— What you need to do —
Find each line of the material that contains the word "corn" and copy those lines out. Case counts.

::::

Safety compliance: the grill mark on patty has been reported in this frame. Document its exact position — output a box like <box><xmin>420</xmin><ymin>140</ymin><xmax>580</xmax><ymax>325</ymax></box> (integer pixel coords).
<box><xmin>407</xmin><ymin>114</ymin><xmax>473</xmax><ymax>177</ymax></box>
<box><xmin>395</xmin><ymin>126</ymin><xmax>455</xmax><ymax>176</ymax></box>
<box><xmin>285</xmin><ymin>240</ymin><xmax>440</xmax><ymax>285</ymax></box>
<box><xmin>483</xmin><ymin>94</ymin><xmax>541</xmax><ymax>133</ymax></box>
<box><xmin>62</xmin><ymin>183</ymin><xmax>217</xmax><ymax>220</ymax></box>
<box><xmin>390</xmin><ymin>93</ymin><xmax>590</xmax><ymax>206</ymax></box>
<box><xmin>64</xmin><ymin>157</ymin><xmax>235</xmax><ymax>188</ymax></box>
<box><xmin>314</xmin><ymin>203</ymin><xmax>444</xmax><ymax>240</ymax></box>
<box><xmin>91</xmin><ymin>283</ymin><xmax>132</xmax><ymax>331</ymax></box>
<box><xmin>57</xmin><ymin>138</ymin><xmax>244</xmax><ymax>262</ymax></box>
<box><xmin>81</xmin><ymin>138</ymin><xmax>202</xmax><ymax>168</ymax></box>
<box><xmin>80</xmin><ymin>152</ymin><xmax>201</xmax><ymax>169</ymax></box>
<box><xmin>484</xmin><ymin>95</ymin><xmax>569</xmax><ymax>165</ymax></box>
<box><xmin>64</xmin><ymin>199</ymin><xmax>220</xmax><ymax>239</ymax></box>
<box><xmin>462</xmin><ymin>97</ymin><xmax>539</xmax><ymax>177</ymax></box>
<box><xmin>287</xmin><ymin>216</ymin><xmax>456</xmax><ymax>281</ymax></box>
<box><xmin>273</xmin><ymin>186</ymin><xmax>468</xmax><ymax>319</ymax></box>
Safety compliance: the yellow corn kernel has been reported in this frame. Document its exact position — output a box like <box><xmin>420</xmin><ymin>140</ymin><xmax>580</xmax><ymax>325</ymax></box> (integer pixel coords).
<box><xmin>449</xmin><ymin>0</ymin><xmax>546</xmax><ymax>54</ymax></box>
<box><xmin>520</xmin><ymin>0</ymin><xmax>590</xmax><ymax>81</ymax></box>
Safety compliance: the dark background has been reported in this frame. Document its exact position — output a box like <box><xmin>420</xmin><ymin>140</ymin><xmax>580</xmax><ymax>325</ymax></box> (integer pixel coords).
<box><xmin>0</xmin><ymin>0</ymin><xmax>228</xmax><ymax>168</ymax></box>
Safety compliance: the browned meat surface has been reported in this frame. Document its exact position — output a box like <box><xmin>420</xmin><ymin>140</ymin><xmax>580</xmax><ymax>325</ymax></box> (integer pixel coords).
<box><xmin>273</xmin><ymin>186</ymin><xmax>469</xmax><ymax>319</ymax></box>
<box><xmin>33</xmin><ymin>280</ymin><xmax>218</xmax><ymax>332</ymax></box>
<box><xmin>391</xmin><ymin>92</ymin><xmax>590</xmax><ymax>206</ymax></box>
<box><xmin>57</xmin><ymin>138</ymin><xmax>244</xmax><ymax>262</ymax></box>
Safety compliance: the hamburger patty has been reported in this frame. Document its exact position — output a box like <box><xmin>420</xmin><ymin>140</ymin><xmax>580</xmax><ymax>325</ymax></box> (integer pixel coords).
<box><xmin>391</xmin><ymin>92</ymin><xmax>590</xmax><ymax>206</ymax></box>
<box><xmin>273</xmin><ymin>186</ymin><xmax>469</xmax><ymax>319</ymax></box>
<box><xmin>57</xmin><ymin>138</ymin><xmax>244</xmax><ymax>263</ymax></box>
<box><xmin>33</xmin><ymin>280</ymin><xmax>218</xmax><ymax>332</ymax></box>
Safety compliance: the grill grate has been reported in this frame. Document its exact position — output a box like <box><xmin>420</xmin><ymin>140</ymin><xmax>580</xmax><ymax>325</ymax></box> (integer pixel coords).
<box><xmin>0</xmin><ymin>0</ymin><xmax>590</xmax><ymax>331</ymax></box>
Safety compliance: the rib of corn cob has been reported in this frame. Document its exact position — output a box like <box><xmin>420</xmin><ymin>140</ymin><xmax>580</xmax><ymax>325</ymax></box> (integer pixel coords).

::::

— Response for this exercise —
Safety compliance: the yellow corn kernel has been reported in this frame. Document its exact position — output a box like <box><xmin>420</xmin><ymin>140</ymin><xmax>580</xmax><ymax>325</ymax></box> (integer pixel coords).
Safety compliance: the rib of corn cob has been reported in this frame. Document its exact position — output a box like <box><xmin>420</xmin><ymin>140</ymin><xmax>580</xmax><ymax>325</ymax></box> (integer pixel coords).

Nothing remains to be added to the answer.